═════ Task data

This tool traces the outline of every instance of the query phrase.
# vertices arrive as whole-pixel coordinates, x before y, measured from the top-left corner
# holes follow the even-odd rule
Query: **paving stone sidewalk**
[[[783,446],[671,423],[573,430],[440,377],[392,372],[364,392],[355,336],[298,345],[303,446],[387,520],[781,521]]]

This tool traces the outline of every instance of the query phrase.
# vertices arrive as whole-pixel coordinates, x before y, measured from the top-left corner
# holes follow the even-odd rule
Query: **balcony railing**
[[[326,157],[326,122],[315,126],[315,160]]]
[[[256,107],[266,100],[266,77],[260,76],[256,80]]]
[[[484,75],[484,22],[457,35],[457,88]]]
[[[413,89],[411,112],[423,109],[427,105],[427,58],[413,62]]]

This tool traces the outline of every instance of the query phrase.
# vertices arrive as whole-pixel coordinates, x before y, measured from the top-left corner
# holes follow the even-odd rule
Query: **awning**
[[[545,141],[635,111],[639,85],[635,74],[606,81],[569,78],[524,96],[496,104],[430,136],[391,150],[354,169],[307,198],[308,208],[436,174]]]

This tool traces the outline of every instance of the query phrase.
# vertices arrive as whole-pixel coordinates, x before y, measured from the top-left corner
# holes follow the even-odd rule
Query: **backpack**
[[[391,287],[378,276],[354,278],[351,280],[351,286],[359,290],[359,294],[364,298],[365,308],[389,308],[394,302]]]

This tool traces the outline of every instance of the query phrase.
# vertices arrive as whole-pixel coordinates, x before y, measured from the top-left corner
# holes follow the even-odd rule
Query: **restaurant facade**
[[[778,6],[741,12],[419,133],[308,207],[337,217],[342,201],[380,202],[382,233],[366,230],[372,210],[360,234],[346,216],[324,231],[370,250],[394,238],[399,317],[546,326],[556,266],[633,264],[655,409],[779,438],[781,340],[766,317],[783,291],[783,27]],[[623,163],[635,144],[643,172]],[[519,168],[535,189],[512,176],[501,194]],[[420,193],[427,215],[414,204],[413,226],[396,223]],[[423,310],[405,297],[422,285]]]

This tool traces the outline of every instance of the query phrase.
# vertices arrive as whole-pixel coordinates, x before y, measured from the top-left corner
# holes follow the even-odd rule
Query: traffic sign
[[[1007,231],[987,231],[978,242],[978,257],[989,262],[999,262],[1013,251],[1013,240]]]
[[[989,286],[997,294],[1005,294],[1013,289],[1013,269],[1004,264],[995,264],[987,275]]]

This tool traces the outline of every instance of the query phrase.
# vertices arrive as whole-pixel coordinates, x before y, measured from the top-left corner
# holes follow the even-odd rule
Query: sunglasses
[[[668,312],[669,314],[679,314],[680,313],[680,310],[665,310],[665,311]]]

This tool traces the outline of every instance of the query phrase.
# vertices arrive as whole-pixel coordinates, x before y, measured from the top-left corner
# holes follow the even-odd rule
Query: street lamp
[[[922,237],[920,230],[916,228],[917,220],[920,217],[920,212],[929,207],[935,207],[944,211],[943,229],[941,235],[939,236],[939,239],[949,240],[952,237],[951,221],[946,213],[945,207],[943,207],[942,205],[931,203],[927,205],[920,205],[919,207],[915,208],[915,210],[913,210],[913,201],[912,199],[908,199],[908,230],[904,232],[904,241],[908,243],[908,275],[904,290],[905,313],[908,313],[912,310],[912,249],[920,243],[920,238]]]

══════════

Would you restate the records word for word?

This tool traces the outline of every instance of the query phrase.
# vertices arrive as whole-pixel coordinates, x before y, measured from the top-left corner
# holes follow the even-odd rule
Query: **paving stone sidewalk**
[[[783,446],[671,423],[573,430],[440,377],[392,372],[364,392],[355,336],[298,345],[303,446],[387,520],[781,521]]]

This tool traces the outline of every instance of the query phrase.
# vertices arrive as whole-pixel coordinates, x before y, measured from the top-left corner
# holes follow the even-odd rule
Query: **balcony railing**
[[[326,157],[326,122],[315,126],[315,160]]]
[[[256,107],[266,100],[266,77],[260,76],[256,80]]]
[[[484,75],[484,22],[457,35],[457,88]]]
[[[413,89],[411,112],[423,109],[427,105],[427,58],[413,62]]]

This tool traces the outline of every instance of the query phrase.
# vertices arrive as whole-pixel coordinates, x before y, measured from the top-left corner
# holes follow the even-odd rule
Query: **awning**
[[[545,141],[635,111],[639,85],[635,74],[606,81],[569,78],[524,96],[496,104],[430,136],[391,150],[354,169],[307,198],[308,208],[436,174]]]

This tool traces the outline of every instance of the query phrase.
# vertices arrive as whole-pixel coordinates, x before y, measured from the top-left corner
# holes follow the even-odd rule
Query: **backpack**
[[[391,287],[378,276],[354,278],[351,280],[351,286],[359,290],[359,294],[364,298],[365,308],[389,308],[394,302]]]

This tool traces the outline of every instance of the query phrase.
# vertices arrive as whole-pixel coordinates, x before y, measured from the top-left corner
# holes follow the even-odd rule
Query: **restaurant facade**
[[[778,6],[741,12],[419,133],[308,207],[337,217],[342,201],[380,202],[382,233],[366,230],[372,210],[360,234],[346,216],[324,231],[370,250],[394,238],[399,317],[546,326],[556,266],[633,264],[655,409],[779,438],[781,340],[766,317],[783,291],[783,27]],[[623,163],[635,144],[643,172]],[[519,168],[535,189],[512,176],[501,194]],[[420,193],[427,215],[414,204],[413,226],[396,223]],[[423,310],[405,297],[422,285]]]

This tool traces the outline of every instance of the query phrase.
# vertices arrive as whole-pixel coordinates, x before y, measured from the top-left corner
# holes follow the even-odd rule
Query: traffic sign
[[[1007,231],[987,231],[978,242],[978,257],[989,262],[999,262],[1013,251],[1013,240]]]
[[[989,286],[997,294],[1005,294],[1013,289],[1013,269],[1004,264],[995,264],[987,275]]]

This tool traces the outline of every instance of the query phrase.
# vertices arrive as whole-pixel coordinates, x before y, measured from the top-left corner
# holes follow the even-odd rule
Query: sunglasses
[[[668,312],[669,314],[679,314],[680,313],[680,310],[665,310],[665,311]]]

This tool traces the outline of every instance of the query phrase.
# vertices arrive as whole-pixel coordinates, x before y, measured from the top-left corner
# holes follow the even-odd rule
Query: street lamp
[[[922,237],[920,230],[916,228],[917,220],[920,217],[920,212],[929,207],[935,207],[944,211],[943,229],[941,235],[939,236],[939,239],[949,240],[952,237],[951,221],[946,213],[945,207],[943,207],[942,205],[931,203],[927,205],[920,205],[919,207],[915,208],[915,210],[913,210],[913,201],[912,199],[908,199],[908,230],[904,232],[904,241],[908,243],[908,275],[904,290],[905,313],[908,313],[912,310],[912,249],[920,243],[920,238]]]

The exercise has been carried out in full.